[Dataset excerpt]
□ □ □ □ □

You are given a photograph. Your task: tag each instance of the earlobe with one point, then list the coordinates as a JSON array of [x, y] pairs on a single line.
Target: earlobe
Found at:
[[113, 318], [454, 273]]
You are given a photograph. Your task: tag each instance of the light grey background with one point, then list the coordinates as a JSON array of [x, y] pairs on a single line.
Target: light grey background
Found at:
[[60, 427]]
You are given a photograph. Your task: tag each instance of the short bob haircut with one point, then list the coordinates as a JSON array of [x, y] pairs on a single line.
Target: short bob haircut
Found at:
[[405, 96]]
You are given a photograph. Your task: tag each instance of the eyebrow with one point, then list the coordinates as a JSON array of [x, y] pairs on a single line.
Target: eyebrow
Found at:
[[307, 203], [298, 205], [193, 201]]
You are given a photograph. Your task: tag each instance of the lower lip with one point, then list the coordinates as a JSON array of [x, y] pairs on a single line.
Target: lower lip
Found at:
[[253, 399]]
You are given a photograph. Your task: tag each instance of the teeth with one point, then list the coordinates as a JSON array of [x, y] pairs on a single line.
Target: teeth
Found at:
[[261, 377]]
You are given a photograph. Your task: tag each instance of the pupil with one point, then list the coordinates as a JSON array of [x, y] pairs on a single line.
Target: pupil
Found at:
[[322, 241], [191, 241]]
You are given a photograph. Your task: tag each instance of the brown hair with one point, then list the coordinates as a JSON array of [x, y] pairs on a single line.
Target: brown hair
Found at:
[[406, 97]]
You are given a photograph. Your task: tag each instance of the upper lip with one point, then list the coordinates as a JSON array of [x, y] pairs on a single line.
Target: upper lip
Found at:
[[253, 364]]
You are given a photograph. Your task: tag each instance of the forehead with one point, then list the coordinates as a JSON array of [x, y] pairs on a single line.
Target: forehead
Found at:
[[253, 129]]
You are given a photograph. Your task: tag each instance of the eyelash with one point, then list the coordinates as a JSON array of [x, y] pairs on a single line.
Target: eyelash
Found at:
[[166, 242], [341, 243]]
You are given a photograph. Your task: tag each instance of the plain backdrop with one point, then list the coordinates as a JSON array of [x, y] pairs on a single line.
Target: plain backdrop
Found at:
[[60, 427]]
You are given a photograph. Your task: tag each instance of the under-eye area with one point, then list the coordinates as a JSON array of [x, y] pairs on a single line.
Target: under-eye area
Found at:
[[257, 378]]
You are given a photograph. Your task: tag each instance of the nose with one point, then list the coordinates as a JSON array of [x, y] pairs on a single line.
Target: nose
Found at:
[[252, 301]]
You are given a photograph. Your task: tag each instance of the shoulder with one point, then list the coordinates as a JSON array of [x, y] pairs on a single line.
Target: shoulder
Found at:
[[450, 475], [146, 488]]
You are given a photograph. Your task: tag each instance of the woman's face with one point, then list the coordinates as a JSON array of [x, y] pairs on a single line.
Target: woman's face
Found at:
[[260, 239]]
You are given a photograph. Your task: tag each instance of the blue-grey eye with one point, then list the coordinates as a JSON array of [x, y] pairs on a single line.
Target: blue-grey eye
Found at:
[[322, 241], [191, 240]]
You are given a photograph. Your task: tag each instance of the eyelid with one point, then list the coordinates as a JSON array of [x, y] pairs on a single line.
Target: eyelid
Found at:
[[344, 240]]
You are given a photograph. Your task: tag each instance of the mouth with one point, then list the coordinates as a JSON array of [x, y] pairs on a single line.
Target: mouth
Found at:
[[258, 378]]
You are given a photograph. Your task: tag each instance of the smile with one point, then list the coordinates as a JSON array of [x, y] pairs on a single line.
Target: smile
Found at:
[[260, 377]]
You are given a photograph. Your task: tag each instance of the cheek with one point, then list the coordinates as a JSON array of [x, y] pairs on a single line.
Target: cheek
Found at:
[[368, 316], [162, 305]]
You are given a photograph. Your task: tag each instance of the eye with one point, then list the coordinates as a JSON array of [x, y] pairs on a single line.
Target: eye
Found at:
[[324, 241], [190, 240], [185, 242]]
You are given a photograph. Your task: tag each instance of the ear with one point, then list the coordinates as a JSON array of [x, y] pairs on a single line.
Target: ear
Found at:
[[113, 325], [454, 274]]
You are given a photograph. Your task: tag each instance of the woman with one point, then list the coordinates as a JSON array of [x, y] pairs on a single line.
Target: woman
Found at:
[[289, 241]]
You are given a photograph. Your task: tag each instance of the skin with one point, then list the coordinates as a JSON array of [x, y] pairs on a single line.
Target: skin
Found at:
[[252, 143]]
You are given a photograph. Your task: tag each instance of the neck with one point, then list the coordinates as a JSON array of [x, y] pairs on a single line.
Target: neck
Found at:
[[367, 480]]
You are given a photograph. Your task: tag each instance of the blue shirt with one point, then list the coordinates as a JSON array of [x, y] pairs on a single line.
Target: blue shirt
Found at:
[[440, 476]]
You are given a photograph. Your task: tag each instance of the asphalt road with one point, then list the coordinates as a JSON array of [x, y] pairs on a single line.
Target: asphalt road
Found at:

□ □ □ □ □

Work required — Retype every line of the records above without any changes.

Reply to the exercise —
You are given a photograph. Your task: tag each instance of the earlobe with one point, then list the coordinates as a JSON array of [x, y] pairs on a single line.
Target: earlobe
Found at:
[[113, 318], [454, 273]]
You are given a photograph. Your task: tag each instance of the light grey background with one point, then list the coordinates as a JSON array of [x, y] pairs on a single line.
Target: light grey background
Found at:
[[60, 427]]
You are given a photograph. Your task: tag each instance of the short bob haircut with one point, then list the coordinates as a JSON array of [x, y] pairs on a single line.
Target: short bob haircut
Found at:
[[405, 96]]
You are given a photograph. Your task: tag each instance of the eyebrow with one point, then list the coordinates as a JSON array of [x, y] pairs on a single line.
Target: eyebrow
Found at:
[[307, 203], [298, 205], [193, 201]]
You are given a photograph. Your task: tag each instance of the lower lip with one point, then list the coordinates as a JSON array of [x, y] pairs on a single line.
Target: lower lip
Found at:
[[253, 399]]
You are given a photograph. Your task: tag each instance of the teeth with one point, then list the coordinates as a JSON array of [x, y] pairs on a single line.
Target: teeth
Found at:
[[261, 377]]
You are given a photograph. Your task: tag each instance of the pupil with one point, then list the coordinates as a JSON array of [x, y] pairs on a single line.
Target: pupil
Found at:
[[322, 241], [191, 241]]
You are given a photograph. Your task: tag each instance of the brown hair with one point, then list the coordinates as a JSON array of [x, y] pairs on a single line.
Target: brown hair
Found at:
[[406, 97]]
You are given a photograph. Your task: tag each instance of the upper lip with one point, then list the coordinates as a JSON array of [x, y] pairs on a single line.
Target: upper lip
Found at:
[[253, 364]]
You are given a photograph. Your task: tag each instance of the forehead with one point, then list the coordinates as a JSON array of [x, y] pairs on a single line.
Target: forehead
Found at:
[[253, 129]]
You are given a photograph. Your task: tag each instance of the eyelash with one point, then list the coordinates as a JSON array of [x, y] pairs on a single line.
Target: eyelash
Found at:
[[166, 242], [341, 243]]
You are given a photograph. Your task: tag each instance of the plain backdrop with one point, then list the coordinates as a JSON array of [x, y] pairs on a single line.
Target: plain backdrop
Found at:
[[60, 427]]
You are given a photograph. Your task: tag each instance of the under-eye area with one point, then list the coordinates as a JSON array of [x, y] pairs on a single line.
Target: under-eye area
Found at:
[[257, 378]]
You are given a photograph. Your task: tag each instance of the nose with one point, then list the coordinates as a JSON array of [x, y] pairs on a single line.
Target: nose
Found at:
[[252, 301]]
You are given a photograph. Your task: tag each instance of the shoulder with one point, then list the coordinates as a JSON array of [x, y] pairs on a single line.
Target: shoulder
Found at:
[[450, 475], [146, 488]]
You are given a photograph. Your task: tag each instance of the woman's face with one point, then list the coordinates as a JSON array of [x, y] pairs on a single line.
Target: woman's face
Found at:
[[260, 239]]
You are given a photograph. Your task: tag each instance of the blue-grey eye with one point, then list the coordinates as a JSON array of [x, y] pairs on a single line.
Target: blue-grey eye
Found at:
[[322, 241], [191, 240]]
You are given a photograph. Your task: tag each instance of the eyelid with one point, then list the coordinates as a JSON array of [x, y] pairs on a single line.
Target: eyelid
Found at:
[[344, 240]]
You are given a photograph. Your task: tag each instance of the mouth with one point, then list the coordinates as a JSON array of [x, y] pairs on a single line.
Target: mouth
Found at:
[[258, 378]]
You are given a photograph. Your task: tag each instance of the smile with one point, then list the coordinates as a JSON array of [x, y] pairs on a single line.
Target: smile
Found at:
[[260, 377]]
You are given a photograph. Your task: tag each instance of the cheek with one point, then list the coordinates as a JSON array of [x, y] pairs on a single line.
Target: cheek
Found at:
[[368, 316], [162, 305]]
You are given a photograph. Your task: tag each instance of the eye with one point, then list the coordinates as a JSON array of [x, y] pairs on a single line.
Target: eye
Found at:
[[324, 241], [190, 240], [185, 242]]
You are given a photograph. Your task: tag each instance of the ear with one point, then list the coordinates as a JSON array of [x, y] pairs on a single line.
Target: ear
Found at:
[[113, 325], [454, 274]]
You are given a photograph. Your task: tag each instance of the woman with one point, then list the coordinates as a JSON array of [x, y] pairs on a single line.
Target: woman
Found at:
[[289, 241]]
You are given a photograph. Your task: tag each instance of the skin with one point, then list the coordinates as a JSON array of [x, y] pairs on a single line.
Target: skin
Found at:
[[252, 143]]
You are given a photograph. Your task: tag each instance of the neck with one point, then list the coordinates as a JSON array of [x, y] pairs on a single line.
Target: neck
Found at:
[[367, 480]]
You are given a photograph. Your task: tag each instance of the blue shirt with one point, then list the coordinates as a JSON array of [x, y] pairs on a single line.
Target: blue shirt
Found at:
[[440, 476]]
You are given a photograph. Your task: tag each instance of the asphalt road with one point, then list the coordinates as a JSON array of [x, y] pairs on a single line.
Target: asphalt road
Found at:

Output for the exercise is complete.